━━━ Study material

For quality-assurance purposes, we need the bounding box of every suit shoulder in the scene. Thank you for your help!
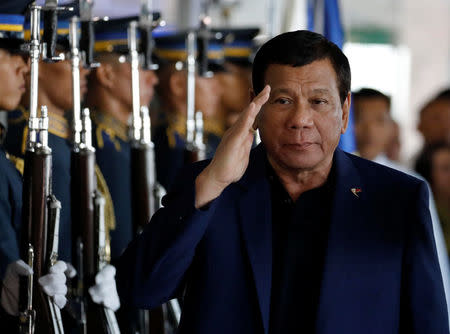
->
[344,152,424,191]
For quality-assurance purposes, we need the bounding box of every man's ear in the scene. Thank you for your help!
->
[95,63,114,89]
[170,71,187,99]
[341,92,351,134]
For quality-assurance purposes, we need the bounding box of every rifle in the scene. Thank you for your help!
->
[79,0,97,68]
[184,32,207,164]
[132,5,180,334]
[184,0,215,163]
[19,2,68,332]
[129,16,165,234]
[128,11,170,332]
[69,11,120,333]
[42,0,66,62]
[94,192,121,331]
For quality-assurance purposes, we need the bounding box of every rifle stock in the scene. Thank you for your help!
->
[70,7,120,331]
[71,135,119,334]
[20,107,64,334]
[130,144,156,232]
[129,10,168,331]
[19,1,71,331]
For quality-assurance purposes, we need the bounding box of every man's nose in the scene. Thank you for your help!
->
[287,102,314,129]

━━━━━━
━━━ Study material

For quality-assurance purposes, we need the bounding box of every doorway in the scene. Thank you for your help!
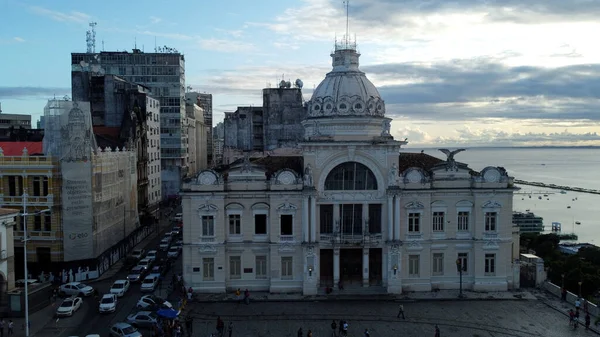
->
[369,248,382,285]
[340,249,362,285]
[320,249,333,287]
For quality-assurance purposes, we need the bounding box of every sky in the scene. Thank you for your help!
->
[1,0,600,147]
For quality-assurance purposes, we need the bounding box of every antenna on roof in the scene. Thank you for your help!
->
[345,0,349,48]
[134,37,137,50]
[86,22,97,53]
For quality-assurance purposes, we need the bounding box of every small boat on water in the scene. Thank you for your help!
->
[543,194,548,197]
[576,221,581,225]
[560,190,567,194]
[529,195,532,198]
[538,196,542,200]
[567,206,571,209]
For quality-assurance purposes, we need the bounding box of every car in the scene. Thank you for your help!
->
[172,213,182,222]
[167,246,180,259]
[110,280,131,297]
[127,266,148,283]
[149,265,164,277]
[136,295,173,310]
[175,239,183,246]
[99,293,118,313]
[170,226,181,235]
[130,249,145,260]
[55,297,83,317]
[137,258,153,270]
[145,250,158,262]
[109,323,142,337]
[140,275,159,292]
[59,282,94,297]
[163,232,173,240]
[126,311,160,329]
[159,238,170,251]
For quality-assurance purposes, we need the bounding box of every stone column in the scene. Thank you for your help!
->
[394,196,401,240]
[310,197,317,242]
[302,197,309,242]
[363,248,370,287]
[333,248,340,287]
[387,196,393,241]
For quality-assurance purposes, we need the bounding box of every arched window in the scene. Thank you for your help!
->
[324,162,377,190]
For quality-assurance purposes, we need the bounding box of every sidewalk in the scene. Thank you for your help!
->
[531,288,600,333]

━━━━━━

[Try it]: Copy out each line of the listing that holds "rifle".

[Answer to this exercise]:
For quality-assurance purposes, we need the bounding box of every rifle in the scene. Thank you for your help!
For quality-assurance purposes, we need the bounding box of every rifle stock in the scene. Thank you for your help!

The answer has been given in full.